Written tasks:
- A) Name every grass cultivar mentioned in the forum thread.
- B) In the forum thread, what seed ratio did gregfromohio put down?

Source passage:
▼
# Bewitched or Mazama?



## GoPre (Oct 28, 2017)

Looking at doing a reno next fall and would like a mono of either Bewitched or Mazama. Does anyone have any more experience with these cultivars?

I've seen that Mazama has better initial color, but Bewitched eventually catches up. Other than that, are we still about even on other variables?


----------



## gregfromohio (Aug 14, 2019)

I just put down blue bank, mazama, and bewitched from seedsuperstore. I'll post pics when it matures


----------



## Mattsbay_18 (Aug 3, 2018)

gregfromohio said:


> I just put down blue bank, mazama, and bewitched from seedsuperstore. I'll post pics when it matures


Nice blend. Look forward to seeing the pics. What's the ratio? 33/33/33?


----------



## gregfromohio (Aug 14, 2019)

60 bluebank/20 mazama/20 bewitched. If I had to do it over again I would probably just go with equal ratio. I'm a little concerned that I won't be able to get bluebank when I do my full reno next year. In that case I'll probably go with 33% Everest, 33% mazama, and33% bewitched or something with a little shade tolerance. My yard is partly shady.


----------



## JDgreen18 (Jun 14, 2018)

Mattsbay_18 said:


> gregfromohio said:
> 
> 
> > I just put down blue bank, mazama, and bewitched from seedsuperstore. I'll post pics when it matures
> ...


I used this mix too but, I mixed it with TTTF. You can see in my spring and fall reno journal if you want to see pics. In my pot tests of just the kbg mix germination happened in 5-6 days


----------



## ksturfguy (Sep 25, 2018)

Seems to be a lot of people on here with Bewitched monostands, @Pete1313 has an amazing yard. Mazama is a little newer but I think a couple people around here might have monostands of it. Won't help you now but my order of Mazama just shipped and plan on planting a 1,000sqft area of Mazama monostand this fall so I'll let ya know how it turns out. Probably won't get a good idea of how much I like it until late next Spring.


----------



## Chris LI (Oct 26, 2018)

Check out @NoslracNevok's journal and YouTube videos.


----------



## Mattsbay_18 (Aug 3, 2018)

gregfromohio said:


> 60 bluebank/20 mazama/20 bewitched. If I had to do it over again I would probably just go with equal ratio. I'm a little concerned that I won't be able to get bluebank when I do my full reno next year. In that case I'll probably go with 33% Everest, 33% mazama, and33% bewitched or something with a little shade tolerance. My yard is partly shady.
▲
(Dataset rows on where objects appear)
▼
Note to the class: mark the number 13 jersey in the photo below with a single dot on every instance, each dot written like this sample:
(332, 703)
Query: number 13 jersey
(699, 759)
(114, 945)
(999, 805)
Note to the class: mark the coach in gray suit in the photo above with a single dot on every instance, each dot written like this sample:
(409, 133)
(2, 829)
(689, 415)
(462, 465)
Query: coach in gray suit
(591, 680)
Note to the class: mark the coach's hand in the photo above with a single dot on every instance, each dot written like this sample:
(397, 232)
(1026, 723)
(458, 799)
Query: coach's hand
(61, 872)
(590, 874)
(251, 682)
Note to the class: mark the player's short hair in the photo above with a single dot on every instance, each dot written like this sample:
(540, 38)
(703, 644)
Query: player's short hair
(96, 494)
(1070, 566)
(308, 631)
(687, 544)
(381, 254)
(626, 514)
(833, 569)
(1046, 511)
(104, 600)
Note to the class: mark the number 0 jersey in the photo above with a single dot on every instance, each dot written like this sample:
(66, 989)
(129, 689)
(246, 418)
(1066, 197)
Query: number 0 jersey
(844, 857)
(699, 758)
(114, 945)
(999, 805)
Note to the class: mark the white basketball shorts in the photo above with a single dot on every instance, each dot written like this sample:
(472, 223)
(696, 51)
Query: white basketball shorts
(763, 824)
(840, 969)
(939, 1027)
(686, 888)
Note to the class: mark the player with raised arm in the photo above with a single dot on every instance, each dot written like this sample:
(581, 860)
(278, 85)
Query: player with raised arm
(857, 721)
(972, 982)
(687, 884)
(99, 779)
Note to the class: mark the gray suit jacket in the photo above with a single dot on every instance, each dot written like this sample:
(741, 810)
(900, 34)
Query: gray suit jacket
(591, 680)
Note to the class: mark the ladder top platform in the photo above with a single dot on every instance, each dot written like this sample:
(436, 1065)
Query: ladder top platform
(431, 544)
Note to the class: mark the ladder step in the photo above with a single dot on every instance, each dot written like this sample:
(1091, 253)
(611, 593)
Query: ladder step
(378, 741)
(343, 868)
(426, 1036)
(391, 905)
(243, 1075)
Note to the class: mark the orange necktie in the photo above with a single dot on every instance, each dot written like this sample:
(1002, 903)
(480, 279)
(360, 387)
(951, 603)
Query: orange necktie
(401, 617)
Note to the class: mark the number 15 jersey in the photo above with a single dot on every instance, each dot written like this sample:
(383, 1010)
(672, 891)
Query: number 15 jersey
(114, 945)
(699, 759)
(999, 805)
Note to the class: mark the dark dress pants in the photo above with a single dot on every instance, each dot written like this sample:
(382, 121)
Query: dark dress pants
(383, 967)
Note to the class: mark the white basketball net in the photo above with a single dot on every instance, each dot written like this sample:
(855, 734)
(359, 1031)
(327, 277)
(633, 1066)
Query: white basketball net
▲
Outputs for the tasks:
- A) Bewitched, Mazama, Blue Bank, Everest

- B) 60 Blue Bank, 20 Mazama and 20 Bewitched.